### BLOQUE DE TEXTO
Bolivia y Perú 2000

Estaba terminando el año 1999 y la idea era recibir al nuevo milenio en las ruinas de Machu Picchu. En aquella época teníamos ese tipo de objetivos. Parecían épicos, trascendentales. Aunque intentáramos negarlo, la espiritualidad nos atravesaba inconscientemente. Ahora no, ahora esas ideas nos parecen raras. Hoy en día incluso nos resulta fácil darnos cuenta de que un 31 de diciembre a las doce de la noche las ruinas de Machu Picchu no van a estar abiertas.

Mi primo Andrés y yo salimos el día de navidad con el tiempo bastante ajustado. Gastón estaba aún más complicado: tuvo que quedarse en Buenos Aires esperando que llegara su pasaporte que tardaba más de lo normal. No sabía si iba a poder llegar a tiempo. Así fue que quedamos en reencontrarnos en Cuzco. Como en aquella época no todos teníamos una cuenta de mail, o en todo caso no era costumbre revisarla muy seguido, se nos ocurrió que podíamos ir cada día a las ocho de la noche a la plaza central. En algún momento nos veríamos.

Entonces salí de Buenos Aires solo con Andrés. Y veníamos sin dormir. Habíamos estado festejando el 24 a la noche y decidimos seguir de largo. Resultó una buena idea: en el extenso viaje hasta La Quiaca fuimos casi desmayados y se nos hizo relativamente corto. Lo poco que recuerdo de ese trayecto es que en Rosario subieron dos chicas que estaban buenas, una morocha y una pelirroja. Como siempre, pensamos en hablarles, pero dormimos, esta vez en sentido literal. De todos modos, cruzamos la frontera boliviana los cuatro juntos y resultó que las rosarinas iban con un objetivo similar. O tal vez se lo inventaron en ese momento. Algo así me imaginé porque, si bien ambas tenían novio, nos dejaron en claro que eso era un tema que no aplicaba demasiado fuera de la provincia de Santa Fe. Entonces propusimos ir juntos acompañándolas hasta la terminal de Villazón (si es que unas cuantas maderas pintadas puede llamarse terminal). Recuerdo que íbamos con ese aire de autosuficiencia que te da guiar a un par de mujeres por un sombrío pueblo de frontera. Nosotros habíamos estado ahí dos años antes apenas de pasada, pero exagerábamos nuestra experiencia casi como si fuéramos locales. Yo no le sacaba la vista a la pelirroja.

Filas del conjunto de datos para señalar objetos
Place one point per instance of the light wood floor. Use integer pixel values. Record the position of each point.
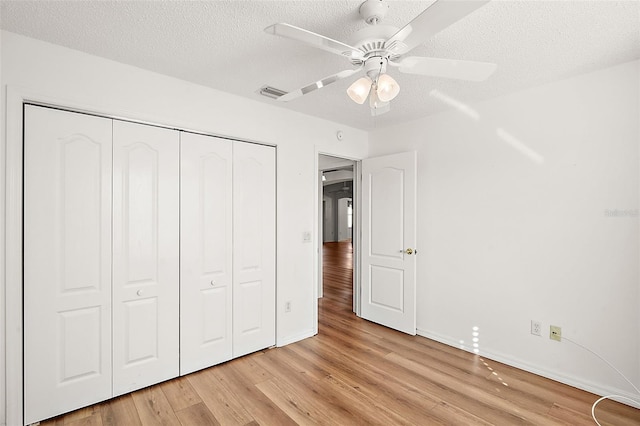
(355, 372)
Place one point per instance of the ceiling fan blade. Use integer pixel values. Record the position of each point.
(447, 68)
(432, 20)
(315, 40)
(318, 84)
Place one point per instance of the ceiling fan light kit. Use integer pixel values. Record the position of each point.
(377, 46)
(359, 91)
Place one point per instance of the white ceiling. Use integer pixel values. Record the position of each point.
(221, 44)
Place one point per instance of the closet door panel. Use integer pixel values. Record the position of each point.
(254, 248)
(67, 261)
(145, 255)
(205, 252)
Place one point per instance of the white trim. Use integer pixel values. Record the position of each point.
(357, 238)
(13, 255)
(553, 375)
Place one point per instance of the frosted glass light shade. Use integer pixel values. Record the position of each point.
(388, 88)
(359, 90)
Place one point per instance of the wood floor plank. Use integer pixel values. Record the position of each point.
(239, 383)
(196, 414)
(180, 393)
(95, 419)
(153, 407)
(120, 411)
(226, 407)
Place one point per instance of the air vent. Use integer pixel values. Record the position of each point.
(271, 92)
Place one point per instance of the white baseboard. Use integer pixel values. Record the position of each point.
(553, 375)
(295, 338)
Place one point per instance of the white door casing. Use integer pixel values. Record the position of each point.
(145, 255)
(388, 241)
(254, 245)
(67, 261)
(205, 251)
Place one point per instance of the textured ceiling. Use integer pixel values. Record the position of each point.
(221, 44)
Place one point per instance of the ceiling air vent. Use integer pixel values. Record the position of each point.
(271, 92)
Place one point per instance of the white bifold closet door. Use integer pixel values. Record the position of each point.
(206, 221)
(146, 200)
(227, 250)
(67, 261)
(254, 247)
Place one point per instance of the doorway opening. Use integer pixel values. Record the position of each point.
(337, 230)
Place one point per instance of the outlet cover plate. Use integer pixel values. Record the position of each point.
(536, 328)
(555, 333)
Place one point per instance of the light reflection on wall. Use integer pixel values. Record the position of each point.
(508, 138)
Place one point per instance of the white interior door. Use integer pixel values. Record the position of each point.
(254, 247)
(388, 241)
(67, 261)
(145, 255)
(205, 251)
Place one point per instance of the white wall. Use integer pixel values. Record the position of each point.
(516, 222)
(77, 79)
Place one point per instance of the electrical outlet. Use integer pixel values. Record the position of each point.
(536, 327)
(555, 333)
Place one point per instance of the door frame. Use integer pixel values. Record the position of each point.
(11, 331)
(319, 236)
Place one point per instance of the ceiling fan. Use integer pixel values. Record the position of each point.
(377, 47)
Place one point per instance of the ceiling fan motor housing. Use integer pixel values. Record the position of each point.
(373, 11)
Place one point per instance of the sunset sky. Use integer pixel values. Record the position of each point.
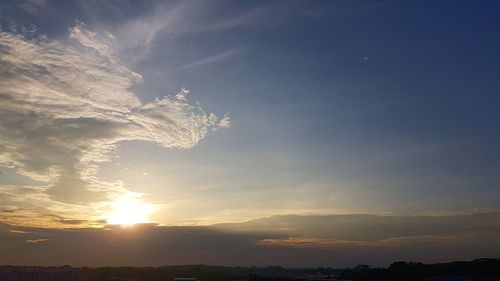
(296, 133)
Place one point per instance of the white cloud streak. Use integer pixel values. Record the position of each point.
(63, 108)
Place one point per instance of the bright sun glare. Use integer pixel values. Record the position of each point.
(129, 210)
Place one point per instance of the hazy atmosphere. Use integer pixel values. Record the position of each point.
(294, 133)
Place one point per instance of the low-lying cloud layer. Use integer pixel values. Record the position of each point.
(335, 240)
(63, 107)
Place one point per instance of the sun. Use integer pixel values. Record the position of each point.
(129, 210)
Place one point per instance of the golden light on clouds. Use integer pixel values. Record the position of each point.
(129, 210)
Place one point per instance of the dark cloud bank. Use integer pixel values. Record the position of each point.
(336, 240)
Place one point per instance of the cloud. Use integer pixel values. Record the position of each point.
(259, 243)
(65, 107)
(35, 241)
(213, 59)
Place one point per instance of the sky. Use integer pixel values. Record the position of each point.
(295, 133)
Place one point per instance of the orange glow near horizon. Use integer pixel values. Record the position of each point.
(128, 210)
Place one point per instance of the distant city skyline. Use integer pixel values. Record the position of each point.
(263, 132)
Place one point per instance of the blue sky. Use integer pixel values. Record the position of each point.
(325, 108)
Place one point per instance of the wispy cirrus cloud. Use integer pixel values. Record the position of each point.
(65, 107)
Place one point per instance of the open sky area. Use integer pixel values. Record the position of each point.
(295, 133)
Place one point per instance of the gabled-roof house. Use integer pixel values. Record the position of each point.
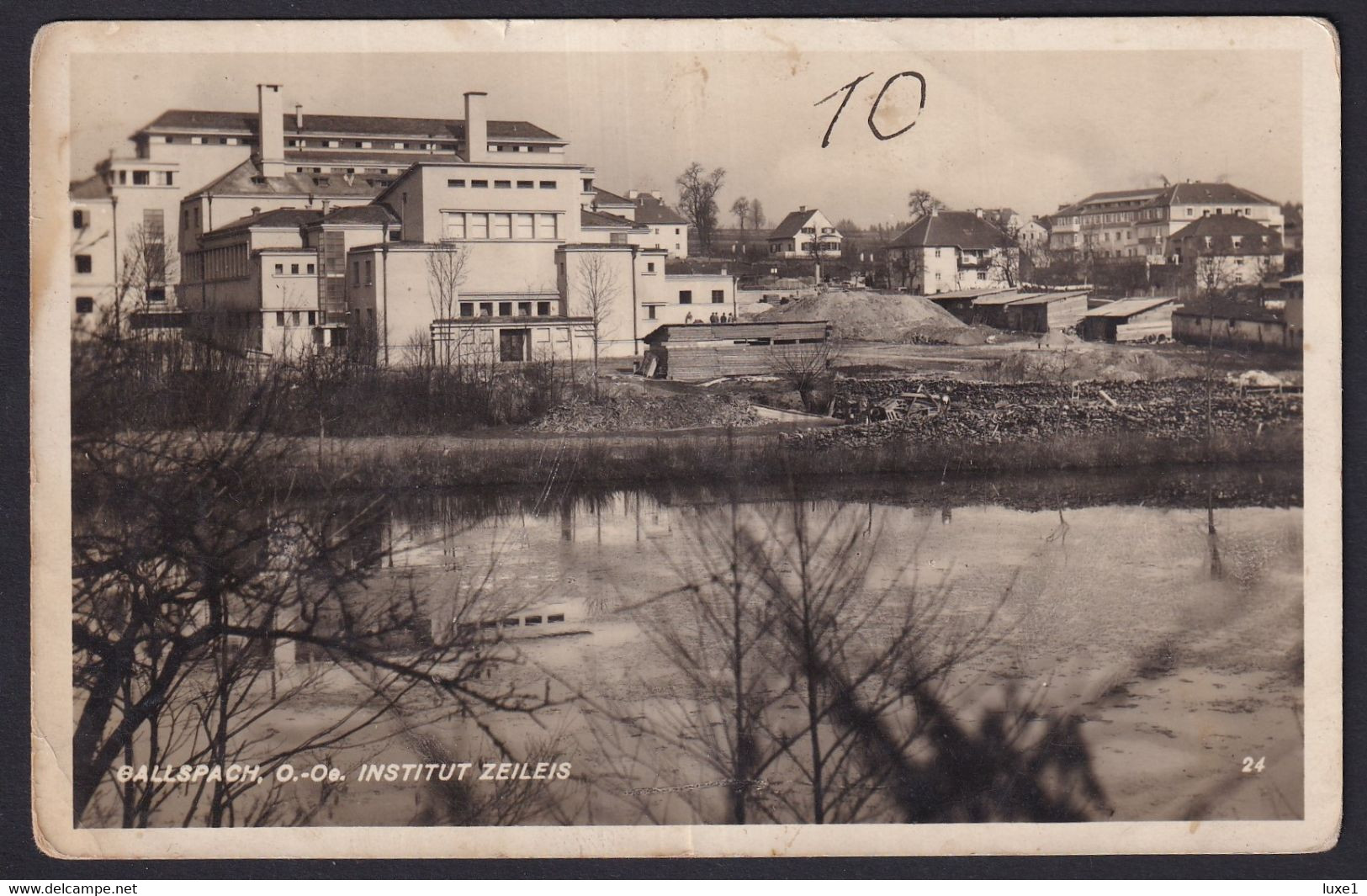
(951, 251)
(805, 234)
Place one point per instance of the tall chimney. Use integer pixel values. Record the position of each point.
(476, 128)
(271, 130)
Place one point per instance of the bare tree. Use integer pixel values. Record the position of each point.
(146, 271)
(824, 698)
(1004, 262)
(446, 267)
(807, 368)
(599, 285)
(697, 200)
(741, 208)
(920, 203)
(189, 598)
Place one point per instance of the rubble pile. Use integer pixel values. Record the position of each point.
(634, 412)
(990, 413)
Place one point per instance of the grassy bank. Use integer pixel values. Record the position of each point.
(739, 456)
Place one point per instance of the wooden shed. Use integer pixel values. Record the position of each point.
(697, 352)
(960, 303)
(1046, 312)
(1130, 319)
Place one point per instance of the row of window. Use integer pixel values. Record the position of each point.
(506, 310)
(220, 141)
(295, 318)
(319, 170)
(686, 297)
(142, 178)
(501, 226)
(501, 185)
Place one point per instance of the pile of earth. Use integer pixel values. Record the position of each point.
(878, 318)
(634, 412)
(993, 413)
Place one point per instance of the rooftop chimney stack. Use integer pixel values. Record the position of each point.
(271, 130)
(476, 128)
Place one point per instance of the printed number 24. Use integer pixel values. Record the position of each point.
(872, 111)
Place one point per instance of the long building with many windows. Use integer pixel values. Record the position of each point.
(1135, 225)
(349, 233)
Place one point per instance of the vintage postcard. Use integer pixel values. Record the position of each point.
(669, 438)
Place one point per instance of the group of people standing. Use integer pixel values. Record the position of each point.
(715, 319)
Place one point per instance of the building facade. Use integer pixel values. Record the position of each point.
(1135, 225)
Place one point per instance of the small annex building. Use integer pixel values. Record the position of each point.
(699, 352)
(1130, 319)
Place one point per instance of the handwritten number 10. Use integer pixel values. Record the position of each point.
(872, 109)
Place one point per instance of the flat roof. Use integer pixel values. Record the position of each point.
(971, 293)
(1128, 307)
(1045, 299)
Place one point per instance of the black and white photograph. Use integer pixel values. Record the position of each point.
(730, 437)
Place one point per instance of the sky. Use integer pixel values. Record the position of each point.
(1030, 130)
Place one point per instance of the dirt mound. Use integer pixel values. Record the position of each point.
(667, 412)
(874, 316)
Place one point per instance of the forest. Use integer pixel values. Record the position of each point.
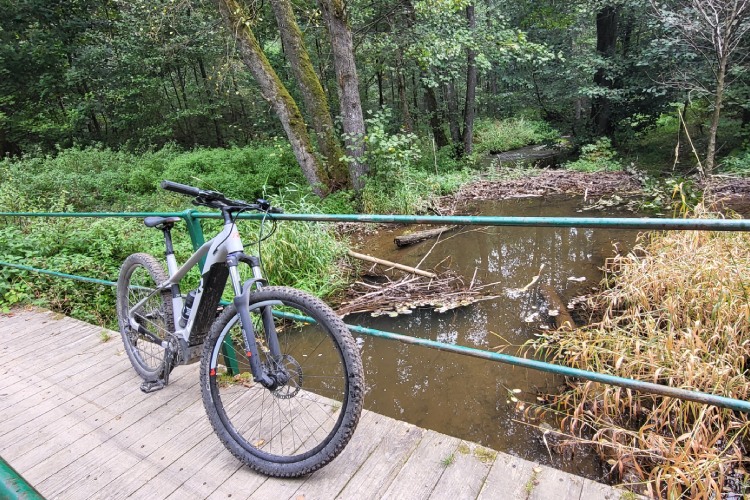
(375, 106)
(346, 82)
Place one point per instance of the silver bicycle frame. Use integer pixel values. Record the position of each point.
(215, 250)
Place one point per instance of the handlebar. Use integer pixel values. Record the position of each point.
(215, 199)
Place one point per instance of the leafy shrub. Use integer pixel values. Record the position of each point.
(444, 160)
(101, 179)
(596, 157)
(496, 136)
(738, 164)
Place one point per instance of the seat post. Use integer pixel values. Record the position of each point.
(167, 230)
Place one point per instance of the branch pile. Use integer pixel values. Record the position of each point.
(402, 296)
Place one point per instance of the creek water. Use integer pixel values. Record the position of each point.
(468, 397)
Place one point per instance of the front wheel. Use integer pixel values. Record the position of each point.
(304, 423)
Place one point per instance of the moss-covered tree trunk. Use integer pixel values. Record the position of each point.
(718, 100)
(606, 43)
(313, 95)
(274, 91)
(471, 86)
(347, 81)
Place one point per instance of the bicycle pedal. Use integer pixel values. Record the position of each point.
(148, 387)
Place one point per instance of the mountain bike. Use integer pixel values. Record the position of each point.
(281, 376)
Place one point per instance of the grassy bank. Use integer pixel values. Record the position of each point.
(675, 311)
(303, 255)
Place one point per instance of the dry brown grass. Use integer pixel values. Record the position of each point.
(675, 312)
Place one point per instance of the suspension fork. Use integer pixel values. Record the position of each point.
(241, 303)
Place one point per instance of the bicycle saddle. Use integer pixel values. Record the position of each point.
(161, 222)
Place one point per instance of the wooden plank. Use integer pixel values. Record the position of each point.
(47, 424)
(118, 449)
(381, 467)
(509, 478)
(42, 331)
(552, 483)
(464, 477)
(141, 458)
(176, 479)
(83, 373)
(56, 351)
(210, 476)
(423, 469)
(113, 420)
(46, 363)
(330, 480)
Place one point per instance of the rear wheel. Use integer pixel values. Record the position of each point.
(139, 276)
(306, 421)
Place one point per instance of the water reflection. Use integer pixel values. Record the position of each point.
(467, 397)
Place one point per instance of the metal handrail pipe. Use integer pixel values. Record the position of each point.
(460, 220)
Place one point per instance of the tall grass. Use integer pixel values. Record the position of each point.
(675, 312)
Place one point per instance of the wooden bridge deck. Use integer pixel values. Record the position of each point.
(74, 423)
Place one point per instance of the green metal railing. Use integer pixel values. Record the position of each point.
(193, 217)
(13, 486)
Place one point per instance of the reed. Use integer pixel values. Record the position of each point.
(674, 311)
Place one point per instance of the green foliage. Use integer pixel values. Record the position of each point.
(102, 179)
(673, 196)
(443, 160)
(737, 164)
(303, 255)
(596, 157)
(496, 136)
(306, 255)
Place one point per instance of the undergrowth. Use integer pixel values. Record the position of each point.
(497, 136)
(675, 311)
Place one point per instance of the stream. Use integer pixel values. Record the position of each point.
(468, 397)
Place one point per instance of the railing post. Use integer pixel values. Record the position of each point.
(195, 230)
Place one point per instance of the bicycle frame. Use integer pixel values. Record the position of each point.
(223, 254)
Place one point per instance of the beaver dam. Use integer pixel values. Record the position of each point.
(506, 272)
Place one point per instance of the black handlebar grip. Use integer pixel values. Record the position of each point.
(180, 188)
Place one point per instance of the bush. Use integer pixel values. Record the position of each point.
(496, 136)
(596, 157)
(94, 179)
(738, 164)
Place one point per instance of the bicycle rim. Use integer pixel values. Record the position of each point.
(153, 315)
(297, 420)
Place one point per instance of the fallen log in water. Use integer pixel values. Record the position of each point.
(557, 308)
(403, 296)
(394, 265)
(412, 238)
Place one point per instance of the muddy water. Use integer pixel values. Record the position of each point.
(468, 397)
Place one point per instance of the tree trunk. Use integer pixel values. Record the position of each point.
(274, 92)
(404, 101)
(381, 99)
(606, 38)
(352, 119)
(437, 129)
(471, 87)
(452, 98)
(711, 149)
(211, 103)
(313, 95)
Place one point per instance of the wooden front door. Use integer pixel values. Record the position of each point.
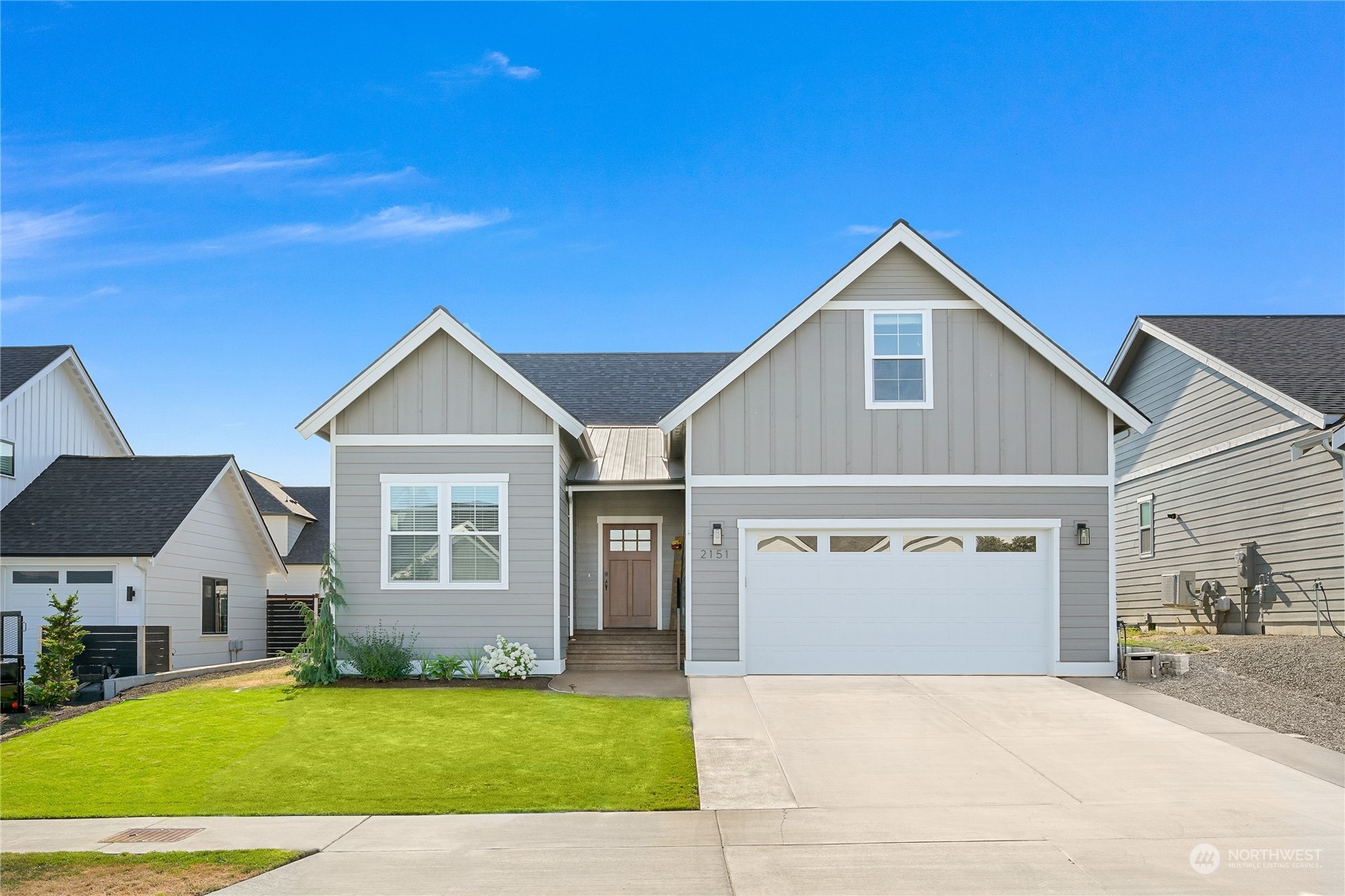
(630, 585)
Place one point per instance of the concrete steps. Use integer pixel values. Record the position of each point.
(621, 650)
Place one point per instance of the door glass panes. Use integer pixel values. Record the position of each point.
(932, 543)
(787, 543)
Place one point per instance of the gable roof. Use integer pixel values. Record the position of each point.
(312, 543)
(113, 506)
(1296, 360)
(272, 498)
(903, 234)
(438, 321)
(21, 365)
(619, 389)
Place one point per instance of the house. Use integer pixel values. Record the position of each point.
(901, 475)
(168, 555)
(1239, 481)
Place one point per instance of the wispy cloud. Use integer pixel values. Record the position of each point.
(492, 65)
(29, 233)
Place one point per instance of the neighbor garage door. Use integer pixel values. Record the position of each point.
(926, 601)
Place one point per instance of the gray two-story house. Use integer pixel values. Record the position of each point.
(1231, 508)
(901, 475)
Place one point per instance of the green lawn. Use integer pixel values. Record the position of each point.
(272, 749)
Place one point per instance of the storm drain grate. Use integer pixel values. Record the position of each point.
(152, 834)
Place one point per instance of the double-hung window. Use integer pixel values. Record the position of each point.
(445, 530)
(899, 358)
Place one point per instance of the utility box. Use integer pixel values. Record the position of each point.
(1177, 589)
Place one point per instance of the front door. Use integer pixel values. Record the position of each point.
(630, 588)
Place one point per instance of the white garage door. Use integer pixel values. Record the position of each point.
(926, 601)
(27, 589)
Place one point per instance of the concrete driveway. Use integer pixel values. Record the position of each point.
(884, 784)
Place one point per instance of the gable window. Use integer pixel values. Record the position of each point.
(418, 552)
(899, 356)
(1146, 526)
(214, 606)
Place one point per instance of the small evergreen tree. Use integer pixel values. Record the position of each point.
(314, 661)
(62, 639)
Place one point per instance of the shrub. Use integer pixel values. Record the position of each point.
(382, 654)
(62, 639)
(444, 666)
(510, 659)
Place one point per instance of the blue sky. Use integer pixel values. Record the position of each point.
(231, 209)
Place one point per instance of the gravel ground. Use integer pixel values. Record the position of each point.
(1294, 685)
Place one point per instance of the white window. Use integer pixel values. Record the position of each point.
(415, 512)
(1146, 526)
(899, 358)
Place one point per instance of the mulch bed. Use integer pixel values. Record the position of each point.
(532, 682)
(11, 724)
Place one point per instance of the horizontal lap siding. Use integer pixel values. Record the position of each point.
(217, 539)
(588, 508)
(999, 408)
(1291, 509)
(441, 387)
(1084, 618)
(451, 620)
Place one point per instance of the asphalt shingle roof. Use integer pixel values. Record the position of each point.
(312, 541)
(21, 364)
(1301, 356)
(105, 506)
(625, 389)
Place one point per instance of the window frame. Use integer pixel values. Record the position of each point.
(1141, 528)
(927, 356)
(445, 506)
(216, 580)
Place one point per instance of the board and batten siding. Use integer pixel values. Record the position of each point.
(999, 408)
(217, 539)
(669, 503)
(1086, 627)
(441, 387)
(1190, 406)
(1254, 491)
(46, 418)
(451, 620)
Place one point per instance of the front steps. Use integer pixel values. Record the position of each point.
(621, 650)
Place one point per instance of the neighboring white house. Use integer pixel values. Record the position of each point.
(173, 543)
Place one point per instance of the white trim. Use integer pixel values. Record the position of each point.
(926, 358)
(1122, 362)
(1083, 669)
(438, 321)
(930, 481)
(860, 304)
(470, 479)
(642, 520)
(557, 478)
(696, 669)
(1048, 526)
(901, 233)
(492, 440)
(445, 501)
(623, 486)
(1213, 450)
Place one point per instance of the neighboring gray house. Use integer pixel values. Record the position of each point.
(901, 475)
(1244, 454)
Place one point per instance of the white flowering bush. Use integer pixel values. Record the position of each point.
(510, 659)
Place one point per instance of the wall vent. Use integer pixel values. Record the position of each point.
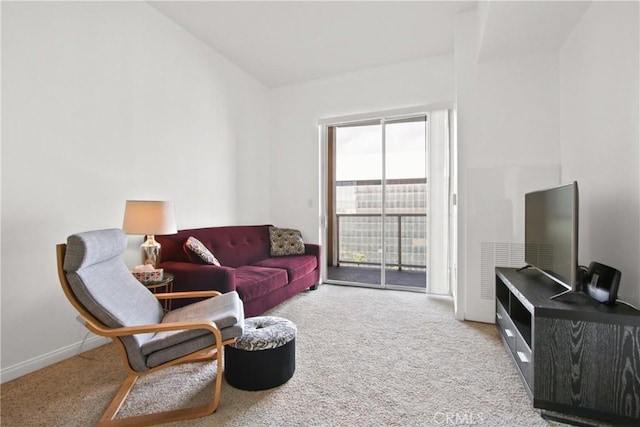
(497, 255)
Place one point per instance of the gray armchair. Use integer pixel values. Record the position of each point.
(114, 304)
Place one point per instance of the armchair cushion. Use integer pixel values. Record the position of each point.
(170, 345)
(224, 310)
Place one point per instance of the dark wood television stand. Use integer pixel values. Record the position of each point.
(575, 356)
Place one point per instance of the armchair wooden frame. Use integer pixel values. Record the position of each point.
(213, 352)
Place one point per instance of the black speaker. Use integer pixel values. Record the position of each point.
(601, 283)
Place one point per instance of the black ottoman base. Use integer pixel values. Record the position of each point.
(260, 369)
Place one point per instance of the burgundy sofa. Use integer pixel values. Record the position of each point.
(262, 281)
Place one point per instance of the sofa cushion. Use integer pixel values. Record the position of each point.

### TAREA A REALIZAR
Repite sin cambios el pasaje del relato de viaje a Bolivia y Perú que empieza con las palabras "Bolivia y Perú" y termina con "a estar abiertas.".

### LA RESPUESTA
Bolivia y Perú 2000

Estaba terminando el año 1999 y la idea era recibir al nuevo milenio en las ruinas de Machu Picchu. En aquella época teníamos ese tipo de objetivos. Parecían épicos, trascendentales. Aunque intentáramos negarlo, la espiritualidad nos atravesaba inconscientemente. Ahora no, ahora esas ideas nos parecen raras. Hoy en día incluso nos resulta fácil darnos cuenta de que un 31 de diciembre a las doce de la noche las ruinas de Machu Picchu no van a estar abiertas.